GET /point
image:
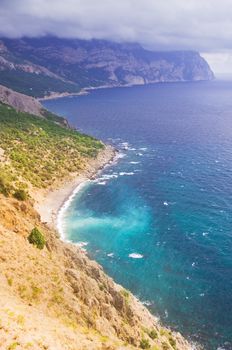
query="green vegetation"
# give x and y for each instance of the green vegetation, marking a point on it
(20, 194)
(153, 334)
(37, 238)
(35, 85)
(172, 341)
(144, 344)
(39, 150)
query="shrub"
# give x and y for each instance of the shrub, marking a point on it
(172, 341)
(153, 334)
(144, 344)
(37, 238)
(4, 187)
(20, 194)
(165, 346)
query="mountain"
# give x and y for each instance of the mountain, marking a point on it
(39, 66)
(52, 295)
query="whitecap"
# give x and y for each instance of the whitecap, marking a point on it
(205, 233)
(81, 245)
(111, 255)
(147, 302)
(102, 183)
(135, 256)
(122, 173)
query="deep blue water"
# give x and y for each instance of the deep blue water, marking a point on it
(169, 199)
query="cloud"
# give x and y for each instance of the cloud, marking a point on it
(164, 25)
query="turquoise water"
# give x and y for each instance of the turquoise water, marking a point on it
(160, 220)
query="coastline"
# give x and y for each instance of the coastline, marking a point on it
(50, 203)
(51, 206)
(83, 91)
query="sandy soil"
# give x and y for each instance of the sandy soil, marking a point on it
(48, 202)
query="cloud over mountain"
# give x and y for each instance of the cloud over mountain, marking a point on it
(171, 24)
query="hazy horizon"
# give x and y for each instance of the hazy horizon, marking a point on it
(173, 25)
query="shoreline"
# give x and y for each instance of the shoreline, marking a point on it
(84, 91)
(51, 203)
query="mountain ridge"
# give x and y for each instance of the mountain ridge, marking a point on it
(48, 64)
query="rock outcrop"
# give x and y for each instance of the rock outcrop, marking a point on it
(20, 101)
(73, 64)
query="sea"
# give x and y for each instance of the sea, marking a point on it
(159, 220)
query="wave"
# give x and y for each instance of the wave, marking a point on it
(135, 256)
(123, 173)
(65, 206)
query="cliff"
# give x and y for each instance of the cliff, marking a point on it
(20, 101)
(40, 66)
(56, 298)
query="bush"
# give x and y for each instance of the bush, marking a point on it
(144, 344)
(4, 187)
(153, 334)
(20, 194)
(37, 238)
(172, 341)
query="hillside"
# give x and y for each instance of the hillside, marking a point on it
(55, 297)
(40, 66)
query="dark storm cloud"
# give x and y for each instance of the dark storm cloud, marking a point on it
(160, 24)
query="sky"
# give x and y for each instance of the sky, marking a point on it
(202, 25)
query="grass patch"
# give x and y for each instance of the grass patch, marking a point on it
(40, 150)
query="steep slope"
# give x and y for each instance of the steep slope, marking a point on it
(56, 297)
(92, 63)
(20, 102)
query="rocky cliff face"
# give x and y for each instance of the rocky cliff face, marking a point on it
(20, 102)
(72, 64)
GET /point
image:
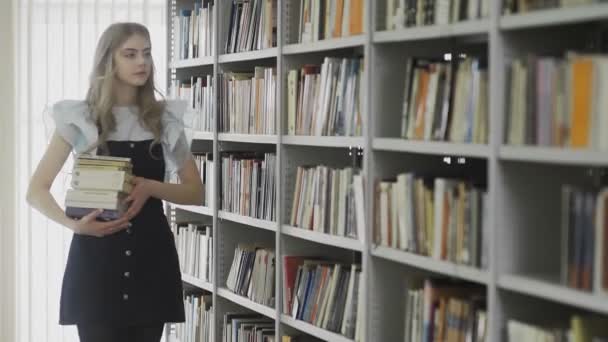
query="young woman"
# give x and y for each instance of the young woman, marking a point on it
(122, 280)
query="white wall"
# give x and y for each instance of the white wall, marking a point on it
(7, 170)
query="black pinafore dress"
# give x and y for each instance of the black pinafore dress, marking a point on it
(131, 277)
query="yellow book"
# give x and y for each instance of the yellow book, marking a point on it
(582, 77)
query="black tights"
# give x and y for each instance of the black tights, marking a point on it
(100, 333)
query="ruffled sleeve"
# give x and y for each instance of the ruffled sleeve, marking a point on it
(73, 123)
(176, 147)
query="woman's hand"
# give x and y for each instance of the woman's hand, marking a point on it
(138, 196)
(88, 225)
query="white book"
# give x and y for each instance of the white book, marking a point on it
(331, 298)
(431, 100)
(349, 299)
(204, 257)
(384, 213)
(439, 193)
(442, 12)
(390, 13)
(402, 216)
(393, 211)
(360, 206)
(599, 267)
(601, 114)
(346, 19)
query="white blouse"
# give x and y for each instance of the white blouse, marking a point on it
(75, 123)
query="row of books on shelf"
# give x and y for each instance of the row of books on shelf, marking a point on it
(198, 91)
(442, 218)
(99, 182)
(326, 99)
(194, 244)
(323, 293)
(410, 13)
(206, 167)
(581, 328)
(323, 19)
(328, 200)
(446, 100)
(444, 310)
(199, 319)
(247, 101)
(584, 263)
(248, 181)
(194, 32)
(523, 6)
(247, 327)
(252, 274)
(558, 101)
(252, 26)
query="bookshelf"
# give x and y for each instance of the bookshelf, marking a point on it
(522, 182)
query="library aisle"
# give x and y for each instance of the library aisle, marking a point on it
(385, 170)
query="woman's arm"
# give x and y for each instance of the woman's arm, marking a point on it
(39, 195)
(189, 191)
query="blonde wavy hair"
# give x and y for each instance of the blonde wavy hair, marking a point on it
(100, 96)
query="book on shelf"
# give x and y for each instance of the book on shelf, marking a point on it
(411, 13)
(247, 101)
(248, 184)
(193, 29)
(252, 274)
(445, 219)
(247, 327)
(99, 182)
(194, 243)
(326, 200)
(584, 221)
(558, 101)
(205, 164)
(446, 100)
(323, 293)
(581, 328)
(199, 319)
(198, 91)
(524, 6)
(326, 99)
(252, 25)
(442, 310)
(319, 20)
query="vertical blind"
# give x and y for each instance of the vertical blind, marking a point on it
(56, 42)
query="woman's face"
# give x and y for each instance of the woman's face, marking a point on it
(133, 61)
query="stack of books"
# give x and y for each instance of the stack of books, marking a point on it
(99, 182)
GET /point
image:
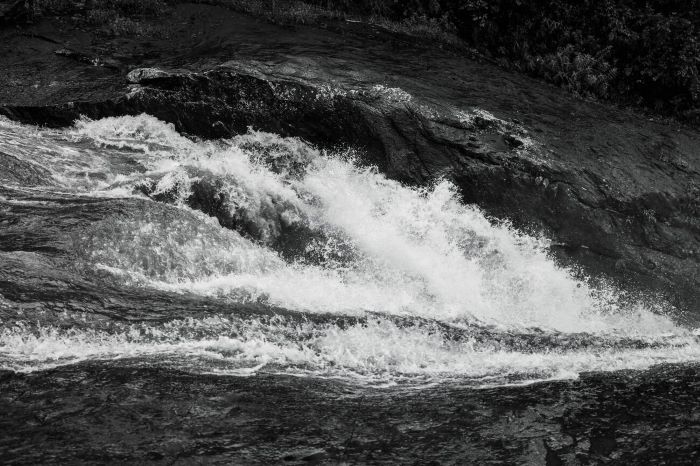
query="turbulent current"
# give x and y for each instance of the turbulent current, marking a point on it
(122, 239)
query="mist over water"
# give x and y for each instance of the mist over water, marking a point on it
(357, 276)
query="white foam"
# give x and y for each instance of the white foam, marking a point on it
(376, 351)
(375, 244)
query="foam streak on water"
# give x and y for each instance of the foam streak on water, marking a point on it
(316, 233)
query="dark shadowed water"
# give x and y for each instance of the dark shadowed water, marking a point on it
(256, 299)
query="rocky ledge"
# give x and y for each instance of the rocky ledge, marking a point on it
(618, 194)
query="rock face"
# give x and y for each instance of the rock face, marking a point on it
(630, 215)
(618, 194)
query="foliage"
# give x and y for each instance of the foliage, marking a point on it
(641, 52)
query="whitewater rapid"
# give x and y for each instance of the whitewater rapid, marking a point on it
(426, 288)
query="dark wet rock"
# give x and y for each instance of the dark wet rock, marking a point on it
(14, 12)
(86, 59)
(618, 194)
(629, 218)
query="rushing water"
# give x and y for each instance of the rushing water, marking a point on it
(122, 239)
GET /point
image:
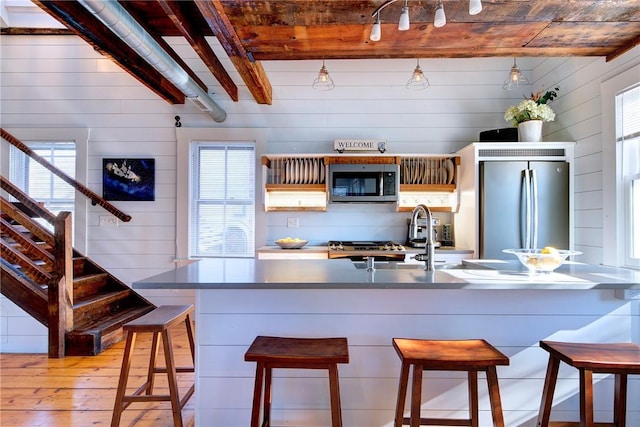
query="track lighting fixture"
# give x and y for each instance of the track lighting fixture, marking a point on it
(439, 19)
(376, 31)
(404, 24)
(515, 78)
(418, 80)
(324, 80)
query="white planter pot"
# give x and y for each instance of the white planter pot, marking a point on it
(530, 131)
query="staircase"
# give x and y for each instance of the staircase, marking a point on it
(83, 306)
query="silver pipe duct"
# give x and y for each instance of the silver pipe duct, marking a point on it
(124, 26)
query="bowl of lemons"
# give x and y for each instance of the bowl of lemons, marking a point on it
(542, 261)
(291, 243)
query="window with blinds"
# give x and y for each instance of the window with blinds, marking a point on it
(628, 135)
(222, 211)
(39, 182)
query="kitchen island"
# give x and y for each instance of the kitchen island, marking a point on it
(238, 299)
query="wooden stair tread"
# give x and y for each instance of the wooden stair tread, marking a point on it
(117, 320)
(102, 303)
(101, 297)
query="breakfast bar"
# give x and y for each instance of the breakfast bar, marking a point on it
(239, 299)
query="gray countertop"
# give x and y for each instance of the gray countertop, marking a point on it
(250, 273)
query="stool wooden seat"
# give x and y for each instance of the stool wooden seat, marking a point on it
(295, 353)
(448, 355)
(619, 359)
(159, 322)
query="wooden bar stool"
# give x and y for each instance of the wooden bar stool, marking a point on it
(295, 353)
(448, 355)
(158, 322)
(619, 359)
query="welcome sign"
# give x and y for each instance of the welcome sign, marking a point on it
(342, 145)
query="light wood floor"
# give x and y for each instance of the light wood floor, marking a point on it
(80, 391)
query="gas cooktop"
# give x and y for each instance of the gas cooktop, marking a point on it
(360, 249)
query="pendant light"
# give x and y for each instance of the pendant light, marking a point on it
(418, 80)
(439, 19)
(324, 80)
(404, 24)
(515, 78)
(475, 7)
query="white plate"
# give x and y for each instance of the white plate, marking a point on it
(450, 171)
(316, 176)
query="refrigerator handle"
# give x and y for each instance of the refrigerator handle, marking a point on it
(534, 207)
(527, 207)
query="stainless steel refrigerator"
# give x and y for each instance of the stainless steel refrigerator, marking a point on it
(523, 204)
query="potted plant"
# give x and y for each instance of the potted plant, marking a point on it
(529, 115)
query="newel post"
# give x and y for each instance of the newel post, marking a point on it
(61, 287)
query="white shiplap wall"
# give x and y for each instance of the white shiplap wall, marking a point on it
(60, 81)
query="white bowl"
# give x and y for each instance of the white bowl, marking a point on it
(291, 244)
(538, 262)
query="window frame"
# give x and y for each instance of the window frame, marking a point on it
(199, 202)
(81, 138)
(629, 180)
(184, 138)
(614, 234)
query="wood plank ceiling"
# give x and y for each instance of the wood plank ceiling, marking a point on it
(256, 31)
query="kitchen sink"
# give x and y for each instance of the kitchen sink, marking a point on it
(391, 265)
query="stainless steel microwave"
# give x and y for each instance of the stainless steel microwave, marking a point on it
(371, 183)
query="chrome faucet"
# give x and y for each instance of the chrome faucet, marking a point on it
(429, 248)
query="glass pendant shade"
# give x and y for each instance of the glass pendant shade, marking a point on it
(515, 78)
(324, 80)
(376, 31)
(475, 7)
(418, 80)
(404, 24)
(440, 19)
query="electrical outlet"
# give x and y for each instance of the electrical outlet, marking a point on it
(108, 221)
(628, 294)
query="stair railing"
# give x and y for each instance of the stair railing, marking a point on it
(95, 198)
(56, 267)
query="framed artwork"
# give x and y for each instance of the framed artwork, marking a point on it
(128, 179)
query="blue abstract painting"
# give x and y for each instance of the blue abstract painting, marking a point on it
(128, 179)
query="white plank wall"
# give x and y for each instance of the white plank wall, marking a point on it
(514, 321)
(51, 82)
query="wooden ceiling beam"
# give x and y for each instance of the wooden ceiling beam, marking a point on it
(82, 22)
(620, 51)
(174, 10)
(251, 72)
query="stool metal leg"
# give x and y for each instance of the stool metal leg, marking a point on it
(494, 397)
(472, 378)
(620, 400)
(334, 390)
(547, 391)
(402, 394)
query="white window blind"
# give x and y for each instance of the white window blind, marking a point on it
(222, 211)
(40, 183)
(628, 110)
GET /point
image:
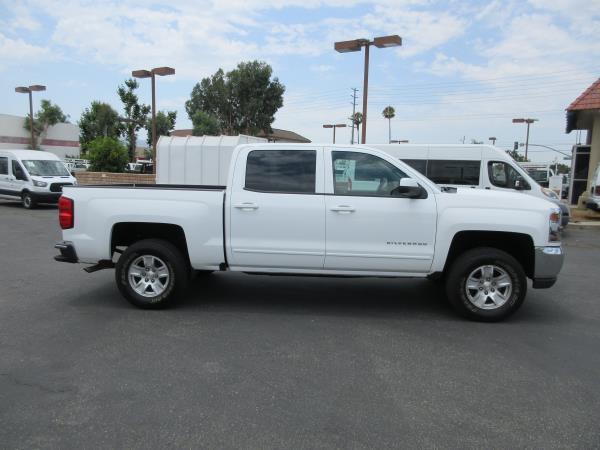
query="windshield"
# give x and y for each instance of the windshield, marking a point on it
(45, 168)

* * * * *

> _Problem_
Filter the data above and copy each line that contains the word "floor".

> _Exercise output_
query="light wood floor"
# give x and y for each instance of the light wood floor, marking a point on it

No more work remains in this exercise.